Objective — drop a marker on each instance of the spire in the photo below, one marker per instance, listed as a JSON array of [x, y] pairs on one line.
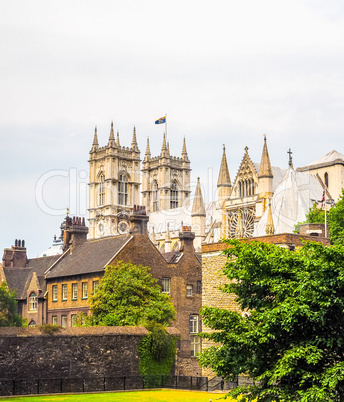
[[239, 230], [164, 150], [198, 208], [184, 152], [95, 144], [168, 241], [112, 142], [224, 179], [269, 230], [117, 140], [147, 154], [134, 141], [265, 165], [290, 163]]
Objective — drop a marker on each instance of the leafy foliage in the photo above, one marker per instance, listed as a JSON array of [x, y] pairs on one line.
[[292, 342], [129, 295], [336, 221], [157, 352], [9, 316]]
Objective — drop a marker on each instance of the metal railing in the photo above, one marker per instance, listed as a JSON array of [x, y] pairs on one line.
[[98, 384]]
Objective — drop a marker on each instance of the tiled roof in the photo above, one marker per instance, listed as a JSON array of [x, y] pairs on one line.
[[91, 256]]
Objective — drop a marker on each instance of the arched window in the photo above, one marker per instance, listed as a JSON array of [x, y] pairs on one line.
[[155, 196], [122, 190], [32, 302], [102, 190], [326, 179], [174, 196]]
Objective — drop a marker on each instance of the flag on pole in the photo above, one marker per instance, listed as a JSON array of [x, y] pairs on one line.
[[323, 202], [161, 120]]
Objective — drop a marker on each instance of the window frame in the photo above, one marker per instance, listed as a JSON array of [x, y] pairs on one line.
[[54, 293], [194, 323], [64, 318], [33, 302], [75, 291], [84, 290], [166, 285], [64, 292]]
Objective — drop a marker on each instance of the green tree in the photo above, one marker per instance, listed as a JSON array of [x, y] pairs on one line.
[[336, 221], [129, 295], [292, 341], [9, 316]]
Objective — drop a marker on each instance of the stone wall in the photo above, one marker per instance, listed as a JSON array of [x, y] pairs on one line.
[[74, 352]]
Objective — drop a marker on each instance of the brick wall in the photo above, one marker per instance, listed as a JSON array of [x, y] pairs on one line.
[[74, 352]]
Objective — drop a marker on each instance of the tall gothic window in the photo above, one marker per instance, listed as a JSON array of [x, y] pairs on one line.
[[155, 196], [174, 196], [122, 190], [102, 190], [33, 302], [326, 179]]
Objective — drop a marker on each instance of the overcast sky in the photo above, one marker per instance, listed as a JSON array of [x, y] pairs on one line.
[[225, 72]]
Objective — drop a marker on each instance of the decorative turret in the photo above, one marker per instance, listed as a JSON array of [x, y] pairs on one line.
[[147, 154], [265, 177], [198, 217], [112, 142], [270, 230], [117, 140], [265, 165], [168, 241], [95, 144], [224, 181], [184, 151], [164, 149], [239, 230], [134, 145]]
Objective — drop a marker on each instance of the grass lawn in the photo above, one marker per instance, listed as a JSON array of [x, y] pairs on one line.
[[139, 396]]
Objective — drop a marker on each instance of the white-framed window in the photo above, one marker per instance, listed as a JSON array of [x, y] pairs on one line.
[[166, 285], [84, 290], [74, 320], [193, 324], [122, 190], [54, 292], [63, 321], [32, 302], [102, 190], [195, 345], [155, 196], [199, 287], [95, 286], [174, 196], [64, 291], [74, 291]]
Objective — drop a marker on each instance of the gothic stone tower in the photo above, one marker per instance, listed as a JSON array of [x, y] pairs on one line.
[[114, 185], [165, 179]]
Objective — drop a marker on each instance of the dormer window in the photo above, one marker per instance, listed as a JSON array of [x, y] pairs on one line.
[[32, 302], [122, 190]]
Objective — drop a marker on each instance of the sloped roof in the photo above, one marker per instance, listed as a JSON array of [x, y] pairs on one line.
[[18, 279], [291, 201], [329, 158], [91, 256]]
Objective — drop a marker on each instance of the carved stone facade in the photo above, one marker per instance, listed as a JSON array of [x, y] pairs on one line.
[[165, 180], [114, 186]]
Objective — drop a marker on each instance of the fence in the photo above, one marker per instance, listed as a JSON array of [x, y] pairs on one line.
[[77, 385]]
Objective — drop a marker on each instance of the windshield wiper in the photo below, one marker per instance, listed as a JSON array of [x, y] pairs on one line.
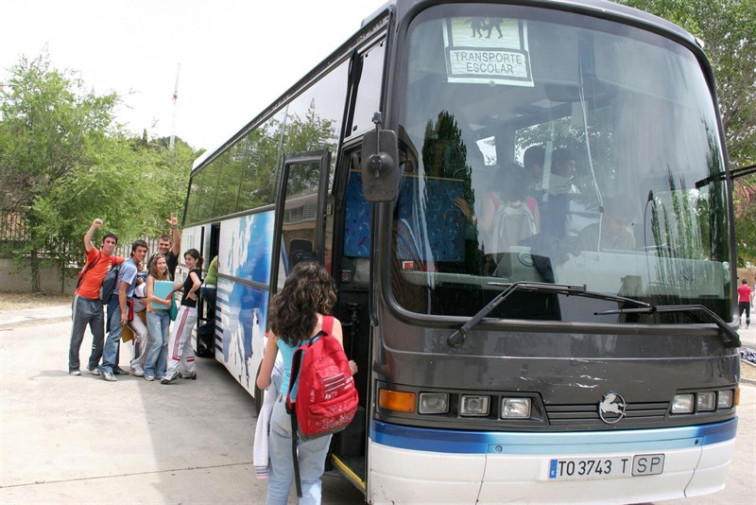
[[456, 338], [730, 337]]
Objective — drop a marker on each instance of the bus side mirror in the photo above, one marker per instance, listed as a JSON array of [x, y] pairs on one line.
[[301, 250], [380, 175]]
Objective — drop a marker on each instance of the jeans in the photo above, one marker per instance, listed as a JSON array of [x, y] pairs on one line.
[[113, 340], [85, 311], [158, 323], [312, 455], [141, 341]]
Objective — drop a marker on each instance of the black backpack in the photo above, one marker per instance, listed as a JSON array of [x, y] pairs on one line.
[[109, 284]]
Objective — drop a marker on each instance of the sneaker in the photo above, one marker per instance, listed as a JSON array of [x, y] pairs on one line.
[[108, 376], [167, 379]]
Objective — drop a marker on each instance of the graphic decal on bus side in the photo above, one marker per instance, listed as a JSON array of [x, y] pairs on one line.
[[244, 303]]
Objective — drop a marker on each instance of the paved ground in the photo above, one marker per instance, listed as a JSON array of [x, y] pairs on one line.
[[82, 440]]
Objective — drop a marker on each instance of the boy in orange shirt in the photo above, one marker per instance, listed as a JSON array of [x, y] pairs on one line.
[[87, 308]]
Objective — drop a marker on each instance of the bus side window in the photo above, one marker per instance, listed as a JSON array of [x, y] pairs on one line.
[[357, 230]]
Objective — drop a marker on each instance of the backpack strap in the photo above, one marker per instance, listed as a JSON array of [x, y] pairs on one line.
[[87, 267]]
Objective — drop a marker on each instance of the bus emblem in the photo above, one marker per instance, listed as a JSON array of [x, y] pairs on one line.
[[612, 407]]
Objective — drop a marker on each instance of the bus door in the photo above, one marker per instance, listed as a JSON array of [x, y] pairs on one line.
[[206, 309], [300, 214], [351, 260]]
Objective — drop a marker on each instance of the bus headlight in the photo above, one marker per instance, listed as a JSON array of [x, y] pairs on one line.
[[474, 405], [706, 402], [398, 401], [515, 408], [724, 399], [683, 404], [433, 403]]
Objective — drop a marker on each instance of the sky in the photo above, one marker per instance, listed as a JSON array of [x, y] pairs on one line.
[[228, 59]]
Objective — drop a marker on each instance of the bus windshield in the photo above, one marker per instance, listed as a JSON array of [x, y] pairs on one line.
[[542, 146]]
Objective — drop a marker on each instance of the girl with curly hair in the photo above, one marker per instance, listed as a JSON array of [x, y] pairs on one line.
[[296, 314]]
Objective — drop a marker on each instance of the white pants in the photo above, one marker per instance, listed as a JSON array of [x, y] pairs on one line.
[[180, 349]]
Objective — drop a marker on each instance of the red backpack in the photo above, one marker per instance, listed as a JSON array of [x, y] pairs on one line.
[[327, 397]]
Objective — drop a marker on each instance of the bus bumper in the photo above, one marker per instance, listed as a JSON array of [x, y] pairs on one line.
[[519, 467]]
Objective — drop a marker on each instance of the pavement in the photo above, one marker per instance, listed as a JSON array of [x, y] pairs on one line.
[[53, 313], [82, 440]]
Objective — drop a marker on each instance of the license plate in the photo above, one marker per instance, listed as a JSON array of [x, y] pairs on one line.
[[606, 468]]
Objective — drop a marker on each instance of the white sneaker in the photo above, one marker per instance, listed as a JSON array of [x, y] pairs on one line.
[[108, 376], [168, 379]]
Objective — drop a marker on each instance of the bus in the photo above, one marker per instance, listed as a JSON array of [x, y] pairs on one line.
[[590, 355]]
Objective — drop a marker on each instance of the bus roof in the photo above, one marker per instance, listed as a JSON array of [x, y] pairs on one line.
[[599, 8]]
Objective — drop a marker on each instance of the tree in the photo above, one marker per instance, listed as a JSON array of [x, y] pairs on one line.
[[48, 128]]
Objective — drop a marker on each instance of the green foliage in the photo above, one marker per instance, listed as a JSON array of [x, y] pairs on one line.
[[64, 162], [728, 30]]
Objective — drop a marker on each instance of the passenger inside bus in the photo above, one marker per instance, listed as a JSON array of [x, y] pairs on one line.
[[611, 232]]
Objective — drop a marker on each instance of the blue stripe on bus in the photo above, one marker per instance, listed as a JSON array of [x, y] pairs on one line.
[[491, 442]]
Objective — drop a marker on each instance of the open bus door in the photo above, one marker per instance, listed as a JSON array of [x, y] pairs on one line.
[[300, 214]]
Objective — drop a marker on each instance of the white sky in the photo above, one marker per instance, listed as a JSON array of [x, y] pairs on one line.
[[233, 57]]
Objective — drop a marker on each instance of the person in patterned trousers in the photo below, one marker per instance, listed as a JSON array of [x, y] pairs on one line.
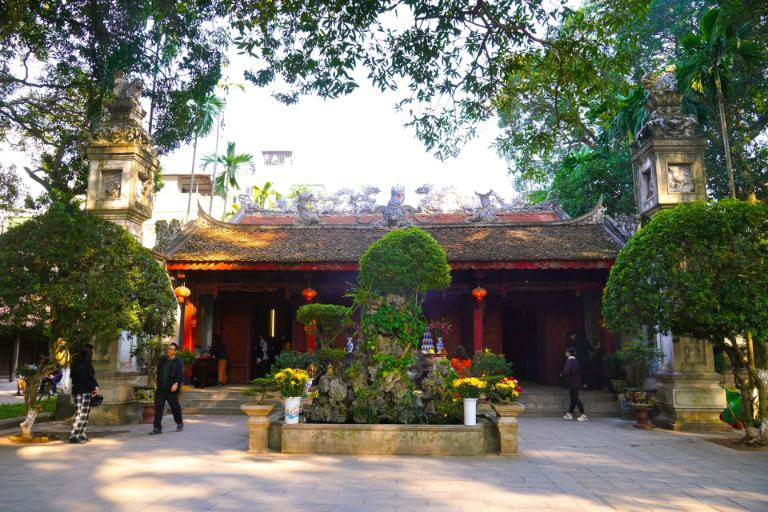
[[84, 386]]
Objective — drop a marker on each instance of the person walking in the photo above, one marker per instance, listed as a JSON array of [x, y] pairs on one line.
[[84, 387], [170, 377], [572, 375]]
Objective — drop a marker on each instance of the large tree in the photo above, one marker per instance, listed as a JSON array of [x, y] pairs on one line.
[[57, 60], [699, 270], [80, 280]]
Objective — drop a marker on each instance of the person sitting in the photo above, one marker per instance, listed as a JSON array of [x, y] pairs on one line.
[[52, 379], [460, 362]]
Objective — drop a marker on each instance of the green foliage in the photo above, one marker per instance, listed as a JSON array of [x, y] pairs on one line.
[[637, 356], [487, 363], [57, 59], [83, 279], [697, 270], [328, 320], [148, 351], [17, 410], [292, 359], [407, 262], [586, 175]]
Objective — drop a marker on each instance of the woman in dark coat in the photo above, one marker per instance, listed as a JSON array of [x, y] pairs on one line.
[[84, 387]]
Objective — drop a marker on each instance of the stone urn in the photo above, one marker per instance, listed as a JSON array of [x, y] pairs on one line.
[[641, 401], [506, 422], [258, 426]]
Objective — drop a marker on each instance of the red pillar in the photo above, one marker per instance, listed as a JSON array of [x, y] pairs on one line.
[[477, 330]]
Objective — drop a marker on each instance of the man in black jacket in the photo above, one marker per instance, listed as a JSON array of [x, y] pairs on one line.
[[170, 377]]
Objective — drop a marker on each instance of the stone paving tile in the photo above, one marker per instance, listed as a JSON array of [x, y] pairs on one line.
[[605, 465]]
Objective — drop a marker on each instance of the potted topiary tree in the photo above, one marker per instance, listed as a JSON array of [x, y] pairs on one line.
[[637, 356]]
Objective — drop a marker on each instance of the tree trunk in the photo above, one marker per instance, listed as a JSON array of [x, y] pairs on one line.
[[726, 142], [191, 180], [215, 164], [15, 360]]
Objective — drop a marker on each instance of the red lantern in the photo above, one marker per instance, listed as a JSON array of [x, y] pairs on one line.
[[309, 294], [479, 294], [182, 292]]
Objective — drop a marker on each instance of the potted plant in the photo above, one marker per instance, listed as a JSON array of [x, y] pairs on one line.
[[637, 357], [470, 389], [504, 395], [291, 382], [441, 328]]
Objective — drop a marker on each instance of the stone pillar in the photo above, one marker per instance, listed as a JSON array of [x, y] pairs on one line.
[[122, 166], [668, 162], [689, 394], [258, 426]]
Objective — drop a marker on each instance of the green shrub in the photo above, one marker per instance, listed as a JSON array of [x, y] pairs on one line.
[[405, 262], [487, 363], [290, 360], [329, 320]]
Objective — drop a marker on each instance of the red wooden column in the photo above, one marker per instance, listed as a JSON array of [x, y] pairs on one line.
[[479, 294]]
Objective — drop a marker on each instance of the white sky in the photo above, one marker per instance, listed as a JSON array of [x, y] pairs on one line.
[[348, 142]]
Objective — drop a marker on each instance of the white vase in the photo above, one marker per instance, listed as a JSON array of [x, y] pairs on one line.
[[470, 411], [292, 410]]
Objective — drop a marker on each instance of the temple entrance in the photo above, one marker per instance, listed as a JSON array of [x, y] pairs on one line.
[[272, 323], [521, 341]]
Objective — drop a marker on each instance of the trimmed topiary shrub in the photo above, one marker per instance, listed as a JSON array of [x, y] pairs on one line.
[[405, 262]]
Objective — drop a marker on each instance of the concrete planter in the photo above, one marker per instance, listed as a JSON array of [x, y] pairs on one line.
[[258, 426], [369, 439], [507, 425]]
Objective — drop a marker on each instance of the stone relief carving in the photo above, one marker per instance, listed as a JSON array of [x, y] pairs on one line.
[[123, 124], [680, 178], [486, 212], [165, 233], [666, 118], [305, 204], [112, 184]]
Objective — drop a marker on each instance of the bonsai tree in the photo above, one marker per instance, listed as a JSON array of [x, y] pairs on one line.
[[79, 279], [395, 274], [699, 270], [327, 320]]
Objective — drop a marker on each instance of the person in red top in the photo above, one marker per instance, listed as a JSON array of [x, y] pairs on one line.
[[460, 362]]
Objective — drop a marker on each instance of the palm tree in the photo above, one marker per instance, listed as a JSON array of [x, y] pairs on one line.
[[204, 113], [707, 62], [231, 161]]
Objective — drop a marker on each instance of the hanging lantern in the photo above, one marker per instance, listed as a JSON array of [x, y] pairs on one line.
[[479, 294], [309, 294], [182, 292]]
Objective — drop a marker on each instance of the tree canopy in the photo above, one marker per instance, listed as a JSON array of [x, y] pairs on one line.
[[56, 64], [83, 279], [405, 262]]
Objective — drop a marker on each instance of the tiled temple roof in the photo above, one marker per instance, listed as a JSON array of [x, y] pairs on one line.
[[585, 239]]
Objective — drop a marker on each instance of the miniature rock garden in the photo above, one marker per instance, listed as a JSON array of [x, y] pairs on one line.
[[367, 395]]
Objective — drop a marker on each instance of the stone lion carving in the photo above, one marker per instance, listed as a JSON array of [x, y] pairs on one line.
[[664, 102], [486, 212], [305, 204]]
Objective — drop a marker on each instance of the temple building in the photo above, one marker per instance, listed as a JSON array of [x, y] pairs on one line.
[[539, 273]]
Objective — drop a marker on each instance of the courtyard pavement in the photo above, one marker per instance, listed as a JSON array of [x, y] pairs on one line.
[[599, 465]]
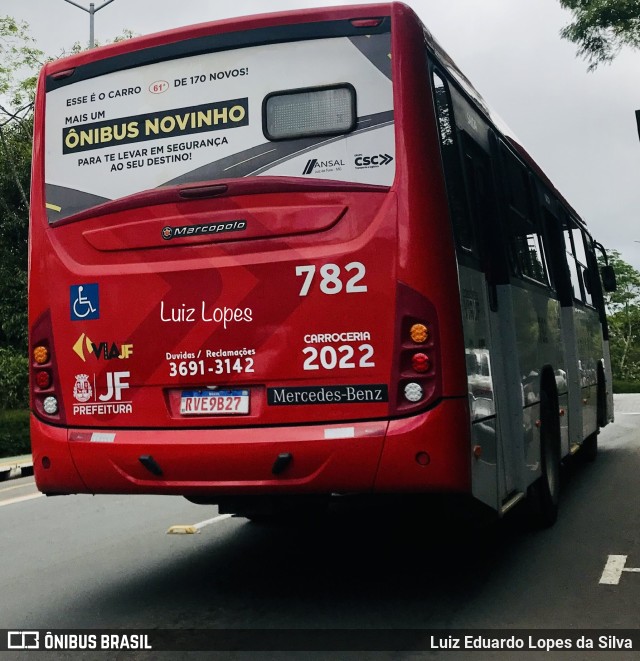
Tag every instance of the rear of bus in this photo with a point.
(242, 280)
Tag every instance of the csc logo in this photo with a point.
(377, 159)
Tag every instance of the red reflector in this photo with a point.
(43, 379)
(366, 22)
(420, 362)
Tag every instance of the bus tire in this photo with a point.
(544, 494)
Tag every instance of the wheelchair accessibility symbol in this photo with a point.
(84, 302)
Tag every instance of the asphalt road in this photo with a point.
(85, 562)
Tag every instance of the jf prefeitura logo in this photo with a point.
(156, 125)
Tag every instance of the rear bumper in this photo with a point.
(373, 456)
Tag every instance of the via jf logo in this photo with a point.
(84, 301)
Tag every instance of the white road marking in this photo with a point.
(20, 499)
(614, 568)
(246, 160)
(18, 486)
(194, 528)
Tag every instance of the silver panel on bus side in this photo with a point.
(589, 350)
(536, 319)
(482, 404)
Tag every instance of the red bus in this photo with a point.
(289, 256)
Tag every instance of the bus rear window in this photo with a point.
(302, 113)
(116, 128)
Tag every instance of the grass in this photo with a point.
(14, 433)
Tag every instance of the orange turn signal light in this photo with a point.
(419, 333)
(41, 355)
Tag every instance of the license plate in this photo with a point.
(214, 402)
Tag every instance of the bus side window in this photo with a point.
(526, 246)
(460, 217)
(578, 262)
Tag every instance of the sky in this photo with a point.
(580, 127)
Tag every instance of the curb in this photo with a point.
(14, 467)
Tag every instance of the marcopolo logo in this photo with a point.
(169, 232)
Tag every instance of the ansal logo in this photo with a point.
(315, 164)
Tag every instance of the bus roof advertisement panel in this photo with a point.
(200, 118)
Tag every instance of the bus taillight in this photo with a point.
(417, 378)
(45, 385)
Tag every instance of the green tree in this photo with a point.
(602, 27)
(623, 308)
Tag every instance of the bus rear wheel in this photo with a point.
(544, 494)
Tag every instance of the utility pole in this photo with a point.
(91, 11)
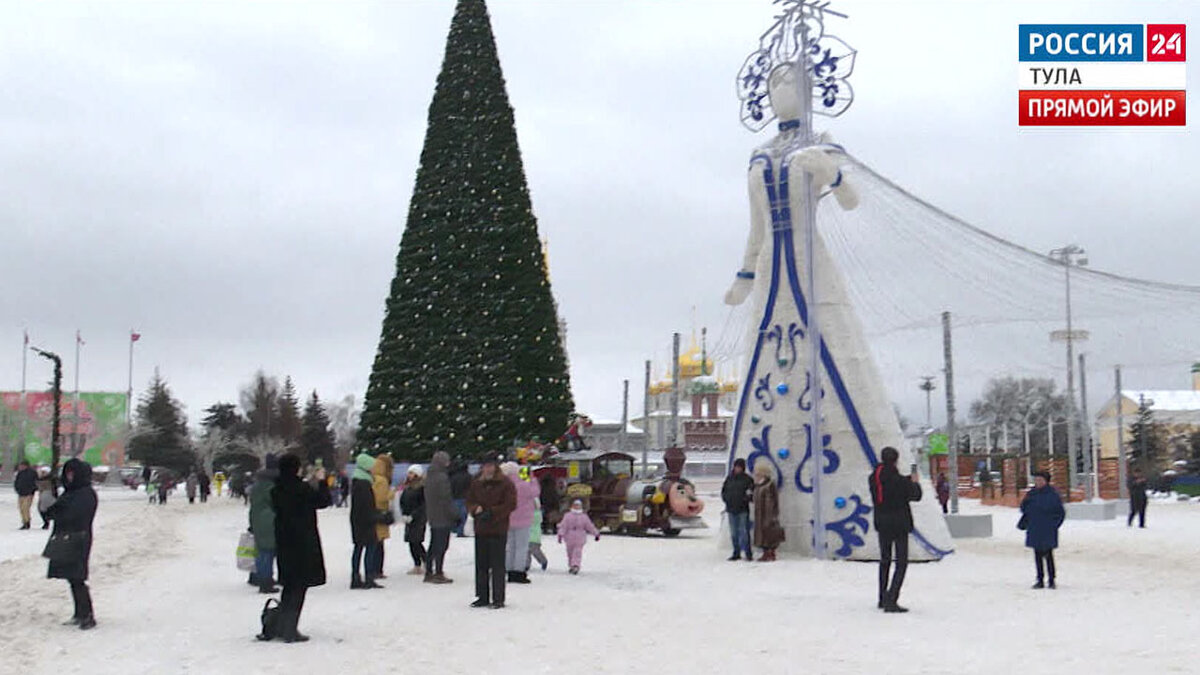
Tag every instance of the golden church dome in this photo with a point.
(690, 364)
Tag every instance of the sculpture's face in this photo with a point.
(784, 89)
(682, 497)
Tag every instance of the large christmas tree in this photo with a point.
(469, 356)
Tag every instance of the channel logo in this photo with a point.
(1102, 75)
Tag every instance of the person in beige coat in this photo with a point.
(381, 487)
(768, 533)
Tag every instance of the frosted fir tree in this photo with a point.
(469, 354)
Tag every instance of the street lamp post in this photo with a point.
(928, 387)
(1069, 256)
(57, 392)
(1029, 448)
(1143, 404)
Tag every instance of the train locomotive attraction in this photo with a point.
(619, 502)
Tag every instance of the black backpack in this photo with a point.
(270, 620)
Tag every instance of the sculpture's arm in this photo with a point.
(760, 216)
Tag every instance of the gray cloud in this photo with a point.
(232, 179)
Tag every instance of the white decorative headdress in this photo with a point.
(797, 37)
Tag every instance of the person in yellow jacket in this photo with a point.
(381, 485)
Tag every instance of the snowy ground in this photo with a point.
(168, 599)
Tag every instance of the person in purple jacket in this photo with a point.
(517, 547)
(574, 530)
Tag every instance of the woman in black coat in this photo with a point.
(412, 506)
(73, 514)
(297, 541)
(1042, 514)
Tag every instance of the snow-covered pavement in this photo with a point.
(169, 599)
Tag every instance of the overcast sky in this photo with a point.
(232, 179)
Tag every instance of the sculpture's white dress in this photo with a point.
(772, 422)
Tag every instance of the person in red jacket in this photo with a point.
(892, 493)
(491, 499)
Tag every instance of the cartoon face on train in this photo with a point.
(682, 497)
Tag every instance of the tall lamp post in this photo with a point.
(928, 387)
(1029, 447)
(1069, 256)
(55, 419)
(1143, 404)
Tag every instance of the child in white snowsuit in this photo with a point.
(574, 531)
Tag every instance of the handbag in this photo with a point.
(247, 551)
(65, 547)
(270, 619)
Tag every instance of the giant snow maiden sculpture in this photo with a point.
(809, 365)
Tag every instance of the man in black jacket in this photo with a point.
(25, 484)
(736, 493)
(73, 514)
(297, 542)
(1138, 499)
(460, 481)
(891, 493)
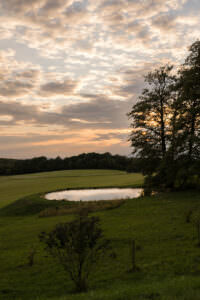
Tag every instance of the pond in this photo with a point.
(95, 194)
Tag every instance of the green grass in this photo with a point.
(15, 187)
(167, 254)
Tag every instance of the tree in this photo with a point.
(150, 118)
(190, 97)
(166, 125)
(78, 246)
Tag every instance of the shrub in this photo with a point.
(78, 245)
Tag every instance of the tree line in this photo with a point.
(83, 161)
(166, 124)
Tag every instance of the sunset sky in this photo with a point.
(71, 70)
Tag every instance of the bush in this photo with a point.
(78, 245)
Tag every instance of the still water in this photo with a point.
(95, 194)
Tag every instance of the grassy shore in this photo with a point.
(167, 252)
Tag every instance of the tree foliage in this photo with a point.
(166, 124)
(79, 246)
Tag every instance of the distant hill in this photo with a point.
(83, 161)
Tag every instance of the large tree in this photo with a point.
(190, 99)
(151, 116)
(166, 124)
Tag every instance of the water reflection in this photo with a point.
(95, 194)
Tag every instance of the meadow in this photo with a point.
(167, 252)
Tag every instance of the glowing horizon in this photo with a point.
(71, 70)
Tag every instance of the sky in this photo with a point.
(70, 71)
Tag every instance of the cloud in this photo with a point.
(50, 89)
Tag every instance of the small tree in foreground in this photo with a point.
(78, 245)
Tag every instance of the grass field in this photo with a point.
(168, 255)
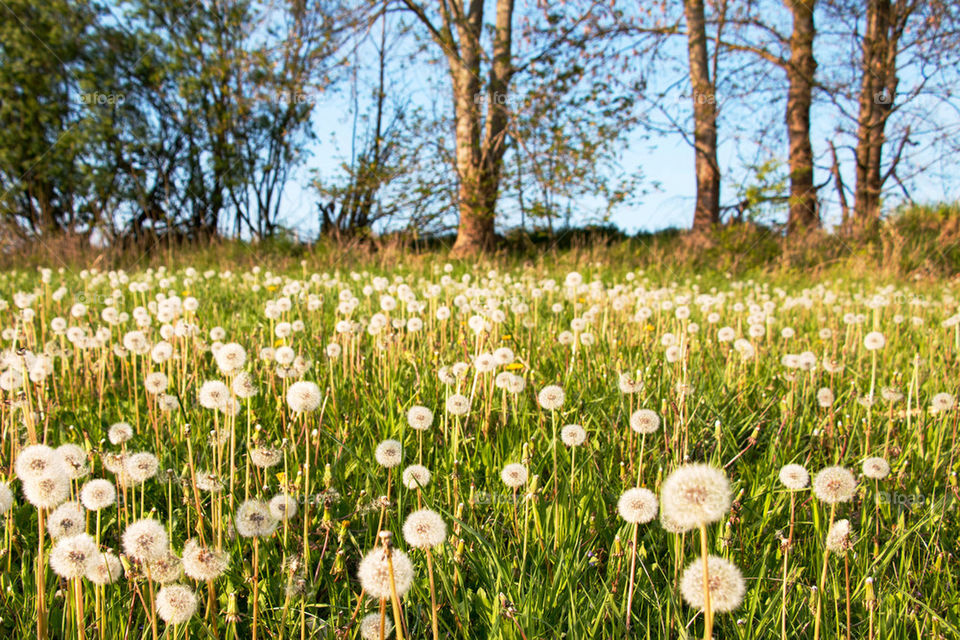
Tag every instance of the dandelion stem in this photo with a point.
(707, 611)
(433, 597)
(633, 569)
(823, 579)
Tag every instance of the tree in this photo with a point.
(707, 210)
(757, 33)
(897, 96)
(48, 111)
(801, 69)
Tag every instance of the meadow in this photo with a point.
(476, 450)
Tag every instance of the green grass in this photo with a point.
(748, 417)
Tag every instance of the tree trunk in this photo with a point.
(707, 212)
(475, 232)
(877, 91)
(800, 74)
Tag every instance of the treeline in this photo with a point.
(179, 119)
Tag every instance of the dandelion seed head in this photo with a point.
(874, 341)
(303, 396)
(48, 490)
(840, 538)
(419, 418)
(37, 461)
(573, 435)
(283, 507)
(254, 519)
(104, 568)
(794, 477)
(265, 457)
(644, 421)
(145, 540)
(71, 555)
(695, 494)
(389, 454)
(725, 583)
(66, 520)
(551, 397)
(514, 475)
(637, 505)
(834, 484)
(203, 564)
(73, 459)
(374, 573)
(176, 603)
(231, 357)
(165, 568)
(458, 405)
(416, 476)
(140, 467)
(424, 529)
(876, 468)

---

### PROBLEM TO WORK ON
All lines from the one containing "Tag every instance of the glowing" to the last line of the records above, both included, need to be repeated word for word; omit the pictures.

### ANSWER SPACE
Tag every instance of the glowing horizon in this photo with a point.
(71, 70)
Tag every instance of the sky in this photo with a point.
(70, 71)
Tag every instance of the cloud in this photo with a point.
(50, 89)
Tag every instance of the small tree in foreground in this photo with a point.
(78, 245)
Tag every instance of the grass field in this photo with a point.
(168, 255)
Tag every instance of the dandelion stem in this photo with a point.
(707, 611)
(433, 597)
(633, 569)
(823, 579)
Tag every instance of the tree in this photo with a point.
(707, 210)
(757, 33)
(897, 96)
(48, 111)
(801, 69)
Tag every instance of the meadow in this photo with a point.
(476, 450)
Tag every instance of the green grass in this photo with a point.
(748, 417)
Tag every instance of the tree trunk in this photo with a point.
(707, 212)
(475, 232)
(877, 91)
(800, 74)
Tag every instance of the treeline in this photo with a point.
(179, 119)
Tag every instance of the dandelion seed head in this photo with a point.
(874, 341)
(303, 396)
(48, 490)
(840, 538)
(419, 418)
(37, 461)
(573, 435)
(283, 507)
(254, 519)
(104, 568)
(794, 477)
(265, 457)
(644, 421)
(145, 540)
(71, 555)
(695, 494)
(389, 454)
(725, 583)
(66, 520)
(551, 397)
(514, 475)
(637, 505)
(834, 484)
(203, 564)
(73, 459)
(374, 573)
(176, 603)
(231, 357)
(165, 568)
(458, 405)
(416, 476)
(140, 467)
(424, 529)
(876, 468)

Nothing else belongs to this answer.